• **Stated problem**
Swap "Query" for "Label" throughout the stretch from the line containing "find sunset sky" through the end of the records. Output only that stretch, with everything else left unchanged.

☆ ☆ ☆

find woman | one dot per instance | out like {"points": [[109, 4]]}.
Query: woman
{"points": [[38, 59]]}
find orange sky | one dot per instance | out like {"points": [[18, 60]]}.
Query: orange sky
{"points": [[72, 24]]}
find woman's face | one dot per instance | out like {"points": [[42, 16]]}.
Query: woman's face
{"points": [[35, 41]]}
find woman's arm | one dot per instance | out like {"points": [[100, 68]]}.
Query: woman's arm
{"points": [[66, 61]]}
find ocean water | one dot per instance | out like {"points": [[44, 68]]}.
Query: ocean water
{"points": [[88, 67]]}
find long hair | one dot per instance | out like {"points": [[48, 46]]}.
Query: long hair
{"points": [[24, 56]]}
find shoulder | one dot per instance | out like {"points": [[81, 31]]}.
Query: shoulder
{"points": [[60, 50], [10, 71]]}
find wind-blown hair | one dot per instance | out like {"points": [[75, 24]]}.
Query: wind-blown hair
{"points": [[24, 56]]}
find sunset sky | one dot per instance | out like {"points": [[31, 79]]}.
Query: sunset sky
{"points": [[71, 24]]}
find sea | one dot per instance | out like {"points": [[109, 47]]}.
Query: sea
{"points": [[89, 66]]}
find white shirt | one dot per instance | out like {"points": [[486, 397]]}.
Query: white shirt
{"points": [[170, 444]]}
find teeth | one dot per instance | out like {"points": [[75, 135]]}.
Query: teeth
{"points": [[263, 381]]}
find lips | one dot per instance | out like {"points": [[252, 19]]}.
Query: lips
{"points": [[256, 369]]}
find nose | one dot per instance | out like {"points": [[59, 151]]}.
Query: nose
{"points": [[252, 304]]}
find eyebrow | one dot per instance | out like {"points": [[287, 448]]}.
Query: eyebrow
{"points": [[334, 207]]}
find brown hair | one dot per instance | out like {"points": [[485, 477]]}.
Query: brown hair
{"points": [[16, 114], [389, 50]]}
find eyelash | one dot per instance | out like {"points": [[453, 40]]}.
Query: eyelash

☆ ☆ ☆

• **Task answer**
find sunset sky | one dot per instance | out like {"points": [[31, 79]]}.
Label: sunset sky
{"points": [[71, 24]]}
find sea | one dot per instance | out like {"points": [[109, 47]]}.
Label: sea
{"points": [[89, 66]]}
find white shirt | one dot per instance | out like {"points": [[486, 397]]}.
Label: white shirt
{"points": [[170, 444]]}
find teeth | one dot per instance | out like {"points": [[75, 135]]}.
Label: teeth
{"points": [[263, 381]]}
find lips | one dot per instance | out like {"points": [[252, 19]]}.
Label: lips
{"points": [[256, 369]]}
find nose | one dot per instance | out like {"points": [[59, 151]]}.
Label: nose
{"points": [[252, 304]]}
find eyebrow | one dot per instance | out like {"points": [[287, 448]]}.
Label: eyebrow
{"points": [[334, 207]]}
find brown hair | one dot per instance | out like {"points": [[485, 477]]}.
Label: brown hair
{"points": [[16, 114], [389, 50]]}
find eyelash | one dot per instance | out like {"points": [[453, 40]]}.
Label: eyelash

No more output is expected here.